WHAT IS BEING ASKED:
Take the line that contains "Can you spot any trackside" and all lines after it, up to and including the last line of the data, and write them out exactly; nothing else belongs in the answer.

MATERIAL PROVIDED:
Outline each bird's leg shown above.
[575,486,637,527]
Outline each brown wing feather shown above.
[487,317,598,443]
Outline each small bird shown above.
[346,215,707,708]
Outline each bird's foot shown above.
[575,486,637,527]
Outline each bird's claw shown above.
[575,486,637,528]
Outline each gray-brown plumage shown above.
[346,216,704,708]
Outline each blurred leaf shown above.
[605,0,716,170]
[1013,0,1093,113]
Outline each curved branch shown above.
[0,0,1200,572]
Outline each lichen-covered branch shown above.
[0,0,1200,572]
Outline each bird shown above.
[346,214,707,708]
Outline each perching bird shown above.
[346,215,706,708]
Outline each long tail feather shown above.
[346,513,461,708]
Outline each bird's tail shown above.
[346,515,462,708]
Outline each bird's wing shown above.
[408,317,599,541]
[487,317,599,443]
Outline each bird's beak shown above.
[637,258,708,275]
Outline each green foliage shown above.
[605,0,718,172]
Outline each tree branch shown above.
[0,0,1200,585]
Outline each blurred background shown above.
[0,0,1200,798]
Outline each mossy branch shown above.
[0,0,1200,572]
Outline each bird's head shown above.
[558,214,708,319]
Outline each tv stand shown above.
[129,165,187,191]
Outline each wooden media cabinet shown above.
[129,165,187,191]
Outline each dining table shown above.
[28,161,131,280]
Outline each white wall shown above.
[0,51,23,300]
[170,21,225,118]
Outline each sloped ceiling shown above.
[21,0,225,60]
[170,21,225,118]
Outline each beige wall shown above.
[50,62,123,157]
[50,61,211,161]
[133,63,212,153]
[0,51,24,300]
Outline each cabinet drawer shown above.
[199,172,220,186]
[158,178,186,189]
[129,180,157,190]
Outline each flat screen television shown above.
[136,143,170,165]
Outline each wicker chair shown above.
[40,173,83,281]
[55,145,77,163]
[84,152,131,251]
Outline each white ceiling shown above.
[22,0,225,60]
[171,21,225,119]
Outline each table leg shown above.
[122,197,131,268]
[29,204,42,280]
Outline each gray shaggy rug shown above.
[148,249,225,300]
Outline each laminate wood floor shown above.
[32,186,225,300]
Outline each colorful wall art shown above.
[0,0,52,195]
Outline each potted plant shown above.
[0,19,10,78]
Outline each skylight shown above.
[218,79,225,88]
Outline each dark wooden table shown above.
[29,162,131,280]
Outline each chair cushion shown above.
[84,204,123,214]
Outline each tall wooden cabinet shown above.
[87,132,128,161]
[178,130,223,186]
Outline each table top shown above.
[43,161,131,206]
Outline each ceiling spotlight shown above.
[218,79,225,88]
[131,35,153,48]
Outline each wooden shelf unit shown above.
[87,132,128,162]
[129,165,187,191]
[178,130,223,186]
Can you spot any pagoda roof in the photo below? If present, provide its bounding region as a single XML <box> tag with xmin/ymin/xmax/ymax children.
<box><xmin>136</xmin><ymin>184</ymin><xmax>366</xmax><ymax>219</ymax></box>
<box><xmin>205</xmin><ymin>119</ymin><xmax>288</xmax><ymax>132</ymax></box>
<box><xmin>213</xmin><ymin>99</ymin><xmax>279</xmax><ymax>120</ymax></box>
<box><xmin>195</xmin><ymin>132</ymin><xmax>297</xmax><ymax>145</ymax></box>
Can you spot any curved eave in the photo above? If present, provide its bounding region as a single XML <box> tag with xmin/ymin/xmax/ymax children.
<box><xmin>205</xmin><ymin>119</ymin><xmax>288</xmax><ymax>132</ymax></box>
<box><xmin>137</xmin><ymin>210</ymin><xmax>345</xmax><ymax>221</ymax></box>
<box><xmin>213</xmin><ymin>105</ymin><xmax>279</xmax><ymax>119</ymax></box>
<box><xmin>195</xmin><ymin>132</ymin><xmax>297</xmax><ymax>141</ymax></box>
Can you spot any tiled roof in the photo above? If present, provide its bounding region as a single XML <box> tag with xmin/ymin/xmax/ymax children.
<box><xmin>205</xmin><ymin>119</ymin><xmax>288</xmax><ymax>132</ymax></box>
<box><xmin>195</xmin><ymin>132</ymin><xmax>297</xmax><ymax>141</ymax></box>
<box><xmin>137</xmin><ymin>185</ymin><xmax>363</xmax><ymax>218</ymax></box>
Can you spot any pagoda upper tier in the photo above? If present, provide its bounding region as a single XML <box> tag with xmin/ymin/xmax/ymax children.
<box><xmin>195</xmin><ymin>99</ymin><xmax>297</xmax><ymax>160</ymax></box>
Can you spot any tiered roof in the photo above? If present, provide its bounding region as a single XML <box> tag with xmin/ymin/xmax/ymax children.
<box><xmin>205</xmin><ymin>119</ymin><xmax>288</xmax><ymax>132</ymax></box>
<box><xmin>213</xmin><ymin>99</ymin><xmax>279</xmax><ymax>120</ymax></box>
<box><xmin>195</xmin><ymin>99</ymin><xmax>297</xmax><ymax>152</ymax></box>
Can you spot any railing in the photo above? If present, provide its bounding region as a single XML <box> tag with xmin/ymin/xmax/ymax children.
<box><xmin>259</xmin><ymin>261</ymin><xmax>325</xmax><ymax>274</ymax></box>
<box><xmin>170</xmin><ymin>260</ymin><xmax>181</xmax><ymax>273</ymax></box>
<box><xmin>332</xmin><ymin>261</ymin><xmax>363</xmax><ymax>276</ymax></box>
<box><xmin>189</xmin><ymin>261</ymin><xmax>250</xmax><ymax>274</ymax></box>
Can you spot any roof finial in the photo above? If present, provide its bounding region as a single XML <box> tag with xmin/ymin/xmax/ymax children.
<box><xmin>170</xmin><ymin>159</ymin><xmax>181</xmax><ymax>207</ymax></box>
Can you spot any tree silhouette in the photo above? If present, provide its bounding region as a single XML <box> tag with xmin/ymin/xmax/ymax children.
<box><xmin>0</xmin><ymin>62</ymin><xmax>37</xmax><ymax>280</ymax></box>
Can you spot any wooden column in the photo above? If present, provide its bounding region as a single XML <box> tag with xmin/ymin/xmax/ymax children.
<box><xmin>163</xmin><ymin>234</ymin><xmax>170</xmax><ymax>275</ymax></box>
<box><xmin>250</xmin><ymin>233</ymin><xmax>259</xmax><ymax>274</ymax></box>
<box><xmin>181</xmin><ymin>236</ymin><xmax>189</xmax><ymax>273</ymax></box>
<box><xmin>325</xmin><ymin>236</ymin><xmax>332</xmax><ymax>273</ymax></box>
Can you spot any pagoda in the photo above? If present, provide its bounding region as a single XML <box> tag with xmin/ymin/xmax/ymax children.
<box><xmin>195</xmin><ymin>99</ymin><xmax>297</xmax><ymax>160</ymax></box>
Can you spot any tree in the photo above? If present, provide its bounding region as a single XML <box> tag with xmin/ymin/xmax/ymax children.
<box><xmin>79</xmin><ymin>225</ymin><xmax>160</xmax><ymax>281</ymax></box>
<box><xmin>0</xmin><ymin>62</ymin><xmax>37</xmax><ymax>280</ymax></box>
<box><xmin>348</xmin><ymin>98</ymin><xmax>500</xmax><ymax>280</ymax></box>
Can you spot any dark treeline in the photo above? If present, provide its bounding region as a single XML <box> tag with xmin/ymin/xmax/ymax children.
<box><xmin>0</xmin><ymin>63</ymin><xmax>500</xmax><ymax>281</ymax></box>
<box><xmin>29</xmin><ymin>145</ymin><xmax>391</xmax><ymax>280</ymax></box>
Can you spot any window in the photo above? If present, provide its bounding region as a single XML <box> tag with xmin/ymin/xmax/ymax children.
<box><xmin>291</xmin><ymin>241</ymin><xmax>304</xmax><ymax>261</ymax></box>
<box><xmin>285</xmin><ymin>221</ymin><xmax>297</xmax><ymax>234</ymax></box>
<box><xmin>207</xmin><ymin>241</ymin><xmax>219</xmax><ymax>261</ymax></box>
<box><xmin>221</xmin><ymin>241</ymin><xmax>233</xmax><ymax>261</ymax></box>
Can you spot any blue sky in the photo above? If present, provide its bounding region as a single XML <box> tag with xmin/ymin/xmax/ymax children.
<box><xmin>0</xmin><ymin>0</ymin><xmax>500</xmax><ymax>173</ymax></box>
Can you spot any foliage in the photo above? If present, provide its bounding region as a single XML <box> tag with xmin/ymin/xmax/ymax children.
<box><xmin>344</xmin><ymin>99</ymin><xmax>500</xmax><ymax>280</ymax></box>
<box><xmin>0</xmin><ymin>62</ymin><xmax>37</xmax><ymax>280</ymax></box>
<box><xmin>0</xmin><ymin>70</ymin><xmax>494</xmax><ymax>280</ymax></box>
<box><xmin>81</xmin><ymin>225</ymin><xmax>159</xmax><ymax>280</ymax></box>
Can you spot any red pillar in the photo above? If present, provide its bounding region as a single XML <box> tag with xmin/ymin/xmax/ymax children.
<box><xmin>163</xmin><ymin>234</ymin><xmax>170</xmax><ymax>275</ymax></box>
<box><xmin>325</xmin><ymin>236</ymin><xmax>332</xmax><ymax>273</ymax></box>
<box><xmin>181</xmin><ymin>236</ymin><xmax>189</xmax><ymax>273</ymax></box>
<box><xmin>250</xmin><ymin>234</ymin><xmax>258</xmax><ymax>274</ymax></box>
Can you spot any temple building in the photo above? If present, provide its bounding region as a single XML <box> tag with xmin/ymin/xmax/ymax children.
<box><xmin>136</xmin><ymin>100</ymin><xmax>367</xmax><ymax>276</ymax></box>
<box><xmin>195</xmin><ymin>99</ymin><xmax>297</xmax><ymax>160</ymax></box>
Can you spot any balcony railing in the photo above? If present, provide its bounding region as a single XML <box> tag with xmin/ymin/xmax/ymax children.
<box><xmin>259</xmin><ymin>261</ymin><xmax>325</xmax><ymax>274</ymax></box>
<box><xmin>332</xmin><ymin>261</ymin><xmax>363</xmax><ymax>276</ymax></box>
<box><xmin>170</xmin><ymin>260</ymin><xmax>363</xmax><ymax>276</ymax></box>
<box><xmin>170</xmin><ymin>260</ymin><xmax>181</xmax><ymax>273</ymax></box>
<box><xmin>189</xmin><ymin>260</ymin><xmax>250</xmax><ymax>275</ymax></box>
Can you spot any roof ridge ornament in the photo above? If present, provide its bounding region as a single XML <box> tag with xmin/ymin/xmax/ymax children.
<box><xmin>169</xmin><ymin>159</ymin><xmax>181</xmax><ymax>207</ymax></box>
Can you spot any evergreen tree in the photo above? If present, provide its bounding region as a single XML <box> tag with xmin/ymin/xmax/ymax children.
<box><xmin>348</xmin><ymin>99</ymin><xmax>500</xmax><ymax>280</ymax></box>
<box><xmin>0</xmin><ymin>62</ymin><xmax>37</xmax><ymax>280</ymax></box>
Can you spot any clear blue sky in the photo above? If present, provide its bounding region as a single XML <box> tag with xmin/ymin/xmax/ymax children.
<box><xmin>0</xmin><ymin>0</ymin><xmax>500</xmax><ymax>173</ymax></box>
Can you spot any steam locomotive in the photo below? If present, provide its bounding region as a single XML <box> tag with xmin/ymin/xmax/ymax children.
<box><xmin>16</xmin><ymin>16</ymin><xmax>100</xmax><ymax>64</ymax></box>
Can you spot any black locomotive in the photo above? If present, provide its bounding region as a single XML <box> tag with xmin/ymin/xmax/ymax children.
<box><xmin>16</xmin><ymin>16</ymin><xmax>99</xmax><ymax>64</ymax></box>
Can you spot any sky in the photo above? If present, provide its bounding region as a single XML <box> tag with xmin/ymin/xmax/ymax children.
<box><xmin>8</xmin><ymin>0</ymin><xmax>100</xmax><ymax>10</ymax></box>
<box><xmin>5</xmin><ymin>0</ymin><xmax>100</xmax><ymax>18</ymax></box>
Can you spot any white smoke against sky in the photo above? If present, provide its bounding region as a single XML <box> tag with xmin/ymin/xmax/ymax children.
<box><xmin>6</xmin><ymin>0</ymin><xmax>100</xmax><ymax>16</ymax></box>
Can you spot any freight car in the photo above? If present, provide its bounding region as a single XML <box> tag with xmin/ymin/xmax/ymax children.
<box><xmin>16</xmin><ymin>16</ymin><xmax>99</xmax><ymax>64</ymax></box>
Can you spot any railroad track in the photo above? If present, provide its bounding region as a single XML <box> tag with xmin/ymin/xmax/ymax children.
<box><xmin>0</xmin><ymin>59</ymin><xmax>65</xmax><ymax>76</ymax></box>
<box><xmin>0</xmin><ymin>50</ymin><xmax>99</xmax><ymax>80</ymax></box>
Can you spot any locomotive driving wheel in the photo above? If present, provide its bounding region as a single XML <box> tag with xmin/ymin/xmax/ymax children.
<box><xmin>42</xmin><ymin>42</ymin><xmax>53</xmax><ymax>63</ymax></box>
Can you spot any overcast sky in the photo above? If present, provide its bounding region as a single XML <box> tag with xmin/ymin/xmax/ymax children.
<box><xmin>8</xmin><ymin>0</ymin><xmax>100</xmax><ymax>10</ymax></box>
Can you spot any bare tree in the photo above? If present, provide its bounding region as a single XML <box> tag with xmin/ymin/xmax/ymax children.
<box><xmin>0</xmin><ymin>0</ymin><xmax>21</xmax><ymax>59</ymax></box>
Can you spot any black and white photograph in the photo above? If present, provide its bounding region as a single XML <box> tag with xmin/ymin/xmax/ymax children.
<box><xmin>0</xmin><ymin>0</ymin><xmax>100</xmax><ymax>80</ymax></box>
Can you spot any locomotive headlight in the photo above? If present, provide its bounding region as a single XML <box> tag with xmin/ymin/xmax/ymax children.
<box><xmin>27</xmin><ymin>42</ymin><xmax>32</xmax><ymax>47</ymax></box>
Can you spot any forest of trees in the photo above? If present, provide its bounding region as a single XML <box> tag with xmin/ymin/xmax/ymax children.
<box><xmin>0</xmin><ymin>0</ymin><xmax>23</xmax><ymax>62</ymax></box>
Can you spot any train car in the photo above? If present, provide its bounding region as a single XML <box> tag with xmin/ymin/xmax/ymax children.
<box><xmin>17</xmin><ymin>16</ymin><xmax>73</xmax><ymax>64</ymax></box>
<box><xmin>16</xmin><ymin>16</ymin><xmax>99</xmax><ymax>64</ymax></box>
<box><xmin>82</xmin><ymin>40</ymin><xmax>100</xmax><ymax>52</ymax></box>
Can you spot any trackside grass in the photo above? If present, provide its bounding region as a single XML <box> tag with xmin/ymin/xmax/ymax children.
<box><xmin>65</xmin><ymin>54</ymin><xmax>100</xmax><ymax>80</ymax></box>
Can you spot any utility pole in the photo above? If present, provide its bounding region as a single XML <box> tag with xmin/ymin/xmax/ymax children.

FULL ANSWER:
Can you spot any trackside grass in the photo above? If present, provide its bounding region as a single XML <box> tag with xmin/ymin/xmax/ymax children.
<box><xmin>65</xmin><ymin>54</ymin><xmax>100</xmax><ymax>80</ymax></box>
Can you spot any utility pole in the photo above? If present, provide its bounding region as a single XML <box> tag with xmin/ymin/xmax/ymax children.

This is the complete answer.